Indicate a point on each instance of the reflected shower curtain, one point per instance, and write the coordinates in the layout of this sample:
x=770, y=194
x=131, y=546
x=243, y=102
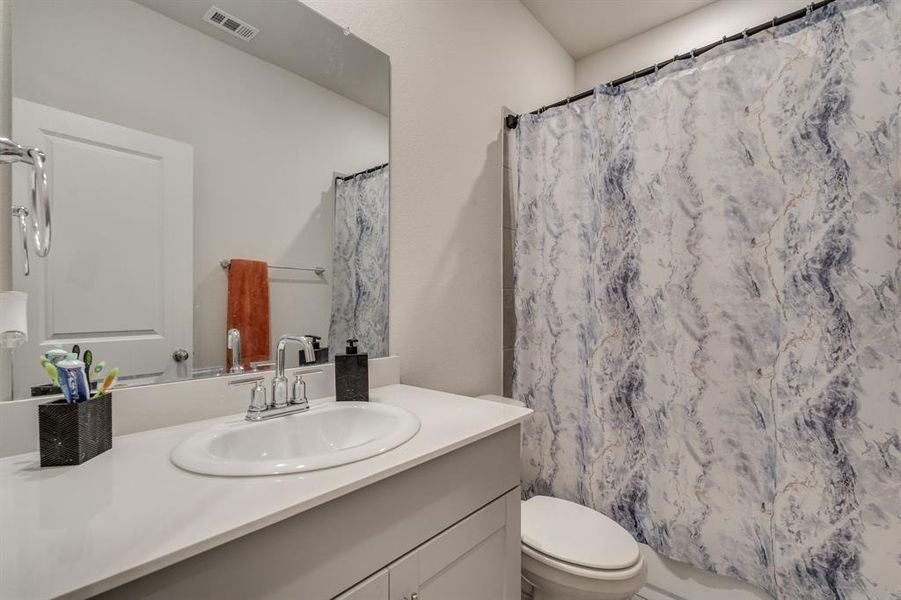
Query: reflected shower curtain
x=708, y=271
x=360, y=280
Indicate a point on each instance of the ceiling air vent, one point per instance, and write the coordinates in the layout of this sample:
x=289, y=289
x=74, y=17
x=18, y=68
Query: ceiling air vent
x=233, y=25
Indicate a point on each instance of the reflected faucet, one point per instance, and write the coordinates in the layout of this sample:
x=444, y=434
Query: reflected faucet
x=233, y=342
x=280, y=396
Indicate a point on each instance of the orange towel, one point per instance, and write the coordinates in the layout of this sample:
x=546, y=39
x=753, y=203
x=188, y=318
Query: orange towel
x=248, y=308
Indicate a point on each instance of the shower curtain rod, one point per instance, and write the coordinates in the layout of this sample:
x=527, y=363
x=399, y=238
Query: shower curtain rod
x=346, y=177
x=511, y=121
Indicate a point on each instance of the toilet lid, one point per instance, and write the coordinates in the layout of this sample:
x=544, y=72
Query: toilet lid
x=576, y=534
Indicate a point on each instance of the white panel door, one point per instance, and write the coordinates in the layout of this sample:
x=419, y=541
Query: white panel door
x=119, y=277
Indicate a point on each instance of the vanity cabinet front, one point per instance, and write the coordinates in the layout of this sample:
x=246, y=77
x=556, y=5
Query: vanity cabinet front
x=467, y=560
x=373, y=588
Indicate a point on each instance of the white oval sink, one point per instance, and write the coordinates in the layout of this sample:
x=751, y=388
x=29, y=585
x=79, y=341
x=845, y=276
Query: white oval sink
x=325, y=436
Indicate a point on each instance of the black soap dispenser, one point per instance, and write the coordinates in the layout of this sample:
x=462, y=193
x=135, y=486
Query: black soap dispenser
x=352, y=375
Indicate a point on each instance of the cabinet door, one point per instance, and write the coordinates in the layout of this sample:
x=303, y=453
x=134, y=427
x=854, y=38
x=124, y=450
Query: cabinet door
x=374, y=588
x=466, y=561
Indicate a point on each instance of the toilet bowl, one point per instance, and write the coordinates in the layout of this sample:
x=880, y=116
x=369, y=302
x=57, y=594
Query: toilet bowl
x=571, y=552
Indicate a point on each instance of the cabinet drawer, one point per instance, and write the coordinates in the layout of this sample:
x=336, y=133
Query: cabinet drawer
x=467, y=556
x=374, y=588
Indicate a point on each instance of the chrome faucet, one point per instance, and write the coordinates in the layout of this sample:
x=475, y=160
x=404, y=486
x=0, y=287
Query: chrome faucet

▶ [INSTRUCTIONS FOR THE TASK]
Print the entries above exactly, taking out only the pictures.

▶ [OUTPUT BELOW]
Indicate a point on each instance of the reflected shower curtain, one point per instance, and write the coordinates in the layout of this sample:
x=770, y=194
x=131, y=546
x=243, y=102
Query: reflected shower curtain
x=708, y=271
x=360, y=280
Indicate a point on each instance of the ceiling air vent, one point per instance, and write the coordinates in the layout of this sample:
x=289, y=289
x=74, y=17
x=18, y=68
Query: ceiling air vent
x=233, y=25
Indicate a point on each instance of the reflected faucet, one point per instance, and write the coordinates in the layout of this sample:
x=444, y=434
Query: reflected faucet
x=233, y=342
x=280, y=396
Indicate a point on each instance of the orange towel, one point per instance, and write the coordinates in the layout of this sample:
x=546, y=39
x=753, y=203
x=188, y=318
Query: orange towel
x=248, y=308
Indicate a point on each instance of the shower curtain rod, one point per instance, and write the coordinates in the layout of this sample:
x=527, y=363
x=399, y=238
Query: shower curtain rod
x=346, y=177
x=511, y=121
Indicate a point on each instance of the toilet lid, one point per instance, and write the coordinates in the layout of this sample:
x=544, y=72
Query: toilet lid
x=576, y=534
Indicate a point on each instance of the white panel door, one point per instance, and write the coordinates in the layout of this sample:
x=419, y=541
Query: white panel door
x=119, y=277
Indicate a point on each instance of the vanity cabinet front, one point per instance, and write the coordinates in the layout of this sample:
x=246, y=77
x=556, y=5
Query: vanity cabinet front
x=467, y=560
x=373, y=588
Indicate a point on each instance of the white oval sink, one point per instance, and write the coordinates in the layout of this sample:
x=751, y=388
x=29, y=585
x=79, y=341
x=845, y=276
Query: white oval sink
x=325, y=436
Indicate a point on each instance of the black soap dispenser, one point per instance, and write the coordinates in the layout of this sample:
x=462, y=193
x=135, y=486
Query: black soap dispenser
x=352, y=375
Indicate a point on each instance of the cabinet door, one point per instance, and write the coordinates in the layout of this sample:
x=303, y=453
x=134, y=427
x=854, y=38
x=124, y=450
Query: cabinet door
x=374, y=588
x=466, y=561
Indicate a point on each instance of the toilet bowl, one point per instance, and write the coordinates in the layout of this sample:
x=880, y=116
x=369, y=302
x=57, y=594
Query: toilet bowl
x=571, y=552
Indicate a point on each instance of the cabinet drawer, one point per instance, and write the coordinates in the layout of this sample:
x=336, y=133
Query: cabinet drawer
x=467, y=556
x=374, y=588
Indicate a point on each instance of the chrome faucet, one point per instance, and write the coordinates in the layout of this sample:
x=475, y=160
x=404, y=486
x=0, y=287
Query: chrome faucet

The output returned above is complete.